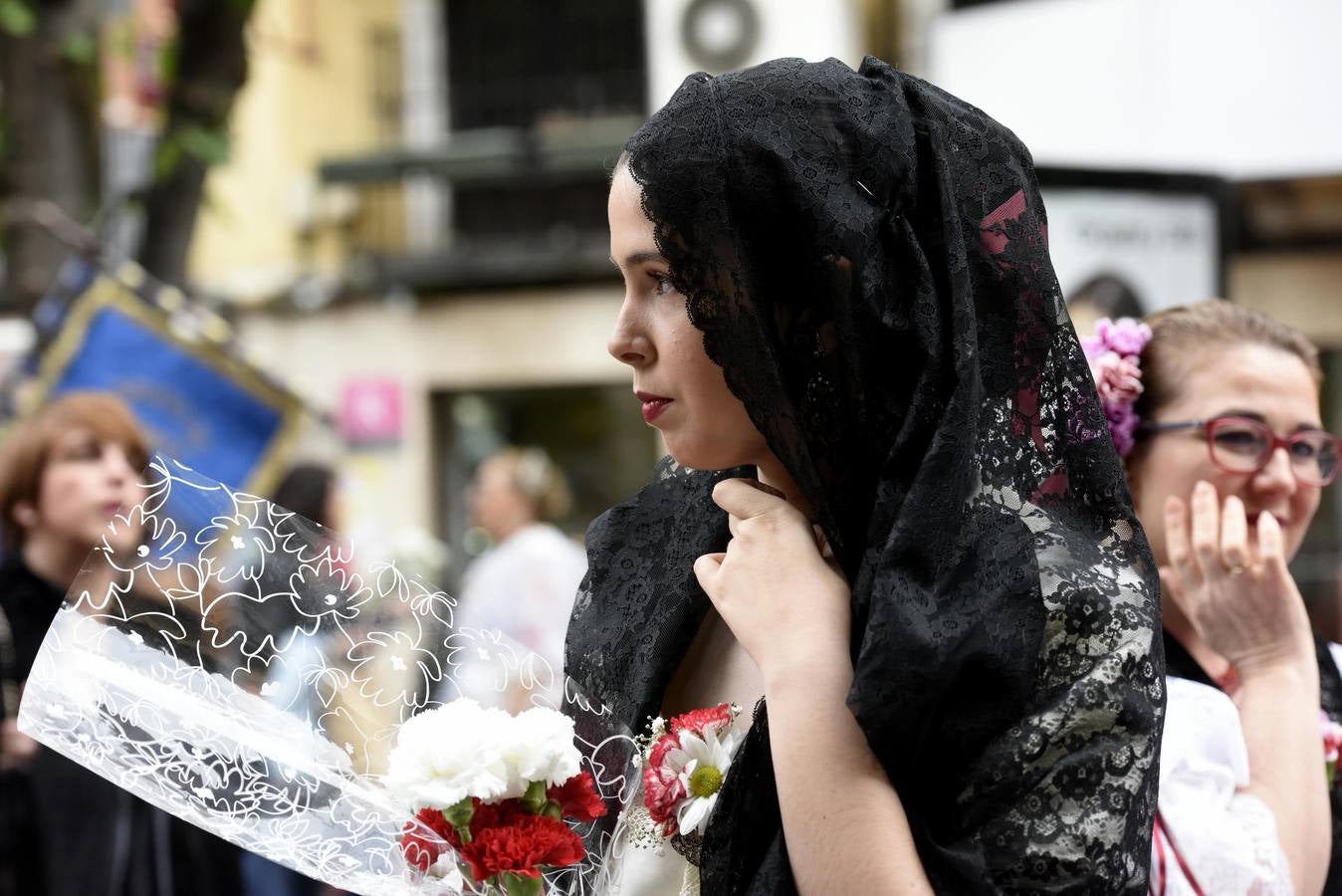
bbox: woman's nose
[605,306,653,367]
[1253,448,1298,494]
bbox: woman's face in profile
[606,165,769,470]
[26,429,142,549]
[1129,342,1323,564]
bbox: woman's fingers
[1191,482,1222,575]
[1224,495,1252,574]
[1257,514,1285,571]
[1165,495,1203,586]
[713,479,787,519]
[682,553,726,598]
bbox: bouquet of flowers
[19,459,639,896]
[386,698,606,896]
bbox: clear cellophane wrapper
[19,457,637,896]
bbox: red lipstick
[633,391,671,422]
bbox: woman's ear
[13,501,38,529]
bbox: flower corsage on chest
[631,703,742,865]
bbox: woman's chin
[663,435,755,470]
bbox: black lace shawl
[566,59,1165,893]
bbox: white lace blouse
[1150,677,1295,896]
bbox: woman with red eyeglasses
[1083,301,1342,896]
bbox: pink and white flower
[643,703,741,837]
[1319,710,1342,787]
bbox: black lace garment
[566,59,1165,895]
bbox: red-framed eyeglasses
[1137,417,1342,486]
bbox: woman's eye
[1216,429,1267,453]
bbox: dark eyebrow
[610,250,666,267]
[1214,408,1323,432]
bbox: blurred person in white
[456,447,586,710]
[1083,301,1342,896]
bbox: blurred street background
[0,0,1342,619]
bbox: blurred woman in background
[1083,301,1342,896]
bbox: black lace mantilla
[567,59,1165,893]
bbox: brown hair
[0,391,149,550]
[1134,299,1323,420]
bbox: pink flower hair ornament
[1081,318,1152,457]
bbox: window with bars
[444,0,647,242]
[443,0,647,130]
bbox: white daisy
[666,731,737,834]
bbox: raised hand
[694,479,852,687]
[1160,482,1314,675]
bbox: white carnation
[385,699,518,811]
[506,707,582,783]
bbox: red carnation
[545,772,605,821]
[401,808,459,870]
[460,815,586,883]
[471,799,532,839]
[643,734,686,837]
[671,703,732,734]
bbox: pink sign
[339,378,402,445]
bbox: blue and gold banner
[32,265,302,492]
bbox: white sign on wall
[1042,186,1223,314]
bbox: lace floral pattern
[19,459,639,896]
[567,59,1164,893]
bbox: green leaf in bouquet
····················
Starting at the line that contains "bbox: pink sign" and ending at the final line of the listing, write out those lines again, keeping the bbox lines as they are and raising every bounding box coordinate by 135.

bbox: pink sign
[474,513,537,580]
bbox: blue and gold banner
[167,400,437,627]
bbox: white sign on wall
[1177,321,1358,449]
bbox: lace floral pattern
[154,594,774,1031]
[702,194,1299,1028]
bbox: green leaf in bouquet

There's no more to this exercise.